**PROBLEM**.
Answer these from the article below on heroin and prescription painkillers:
(a) How many people did the national survey used by the researchers include?
(b) In 2008, what percentage of opiate addicts in the Northeast used only prescription painkillers?
(c) According to Cicero, which region showed the fewest patterns?

**DOCUMENT SEGMENT**.
════════════════════
It’s commonly understood that prescription painkillers are a gateway drug to heroin—both drugs are in the opiate family and provide similar highs. But new research from Washington University School of Medicine is redefining what that means.
Rather than switching from prescription painkillers to heroin, the Washington University researchers have found that many people who try heroin also continue to abuse prescription opiates.
“There’s been an assumption that took place that heroin had replaced opiates,” said lead researcher Ted Cicero, a psychiatry professor at Washington University who specializes in the brain chemistry of substance abuse. “We found that really they were being used interchangeably.”
Using a national survey of more than 15,000 people receiving treatment for opiate addiction, Cicero and his research team found that almost 42 percent of those surveyed in 2014 had used both prescription painkillers and heroin in the past month. That number has risen steadily since 2008, when people who used both drugs represented about 23 percent of opiate addicts.
According to Cicero, who has been surveying people who abuse opiates since the late 1990s, prescription painkillers used to be seen as a “socially acceptable means to get high once in a while” while maintaining that “at least I’m not a dirty junkie.”
But over time the street price of prescription painkillers such as OxyContin and Hydrocodone went up due to demand and became less accessible due to a government crackdown on pill mills and script doctors. That left addicts with the looming threat of painful withdrawal.
“Heroin dealers recognizing a market moved in very effectively, undercut the prices and sold very inexpensive heroin, which was a lot more pure than it was previously,” said Cicero. “Their drug habit can be up to $100 a day or more. Heroin is a much cheaper alternative. And the social stigma once associated with heroin is now fairly much dissipated, which is a scary trend.”
Cicero said the choice between heroin and a prescription painkiller is often made based on cost and availability, with some who choose heroin because they think the high is better.
“So we see this shifting between the drug of choice perhaps being a prescription drug and heroin," he explained.
The number of people in the Northeast and West who use both heroin and prescription painkillers has now surpassed the number of people who abuse prescription painkillers alone, according to the Washington University survey. The Midwest is also trending in that direction, with about 40 percent of people using both drugs in 2014.
The shift is especially dramatic in the Northeast, where 70 percent of opiate addicts exclusively used prescription painkillers in 2008. As of 2014, 60 percent of Northeasterners surveyed used both prescription painkillers and heroin.
Cicero attributed the quicker conversion to concurrent use in the Northeast to a larger drug-using population.
“The sheer volume of prescription drug abuse in the Northeast and the West Coast was really, really staggering. And the Midwest was close behind. Interestingly the Deep South showed the fewest patterns in this regard. It’s not quite clear to us why,” Cicero said.
The South also is the slowest to see an increase in concurrent use of prescription painkillers and heroin. Asked whether the South could have a stronger stigma to heroin, Cicero said that was possible.
════════════════════
**RECORD SET**.

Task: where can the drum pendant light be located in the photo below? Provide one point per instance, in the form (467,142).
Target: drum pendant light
════════════════════
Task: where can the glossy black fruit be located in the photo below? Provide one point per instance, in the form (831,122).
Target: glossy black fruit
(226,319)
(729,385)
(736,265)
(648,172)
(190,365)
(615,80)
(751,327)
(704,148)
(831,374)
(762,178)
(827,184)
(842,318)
════════════════════
**EXERCISE RESULT**.
(a) More than 15,000 people receiving treatment for opiate addiction.
(b) 70 percent.
(c) The Deep South.